##### Record set #####

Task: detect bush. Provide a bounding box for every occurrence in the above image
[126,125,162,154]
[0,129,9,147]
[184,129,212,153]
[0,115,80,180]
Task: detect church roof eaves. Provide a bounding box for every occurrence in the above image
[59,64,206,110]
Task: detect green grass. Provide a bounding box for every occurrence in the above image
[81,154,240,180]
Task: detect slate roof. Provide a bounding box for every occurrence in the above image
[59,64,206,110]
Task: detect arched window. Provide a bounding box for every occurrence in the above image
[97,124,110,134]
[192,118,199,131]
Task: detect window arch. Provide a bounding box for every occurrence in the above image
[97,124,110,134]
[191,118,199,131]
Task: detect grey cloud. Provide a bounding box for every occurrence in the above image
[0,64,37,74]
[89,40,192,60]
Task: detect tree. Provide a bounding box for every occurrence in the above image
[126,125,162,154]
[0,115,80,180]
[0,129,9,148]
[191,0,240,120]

#####
##### Record set #####

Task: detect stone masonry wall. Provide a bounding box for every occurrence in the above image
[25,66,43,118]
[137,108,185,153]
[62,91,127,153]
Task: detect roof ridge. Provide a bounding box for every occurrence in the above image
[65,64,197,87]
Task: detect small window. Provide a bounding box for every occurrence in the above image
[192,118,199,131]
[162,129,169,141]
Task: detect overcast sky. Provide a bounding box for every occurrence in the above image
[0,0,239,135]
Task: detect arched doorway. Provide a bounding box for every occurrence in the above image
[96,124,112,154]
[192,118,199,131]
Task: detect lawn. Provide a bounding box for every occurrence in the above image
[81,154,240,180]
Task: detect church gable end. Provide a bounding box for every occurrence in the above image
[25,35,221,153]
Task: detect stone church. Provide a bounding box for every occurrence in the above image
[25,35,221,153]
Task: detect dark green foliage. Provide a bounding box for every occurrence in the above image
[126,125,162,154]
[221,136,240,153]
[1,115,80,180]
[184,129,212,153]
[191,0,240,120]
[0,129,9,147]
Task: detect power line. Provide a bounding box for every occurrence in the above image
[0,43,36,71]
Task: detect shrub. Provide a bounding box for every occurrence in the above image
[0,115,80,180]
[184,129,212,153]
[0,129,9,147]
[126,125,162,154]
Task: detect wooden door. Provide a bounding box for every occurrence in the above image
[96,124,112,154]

#####

» **Task to carry out**
List each line of the items above that contains the string "stone", treating uppercase and lowercase letters as distinct.

» **In response**
Task: detect stone masonry wall. Provide a bounding box for every occurrence in the above image
Task: detect stone church. Provide a bounding box for every occurrence in the above image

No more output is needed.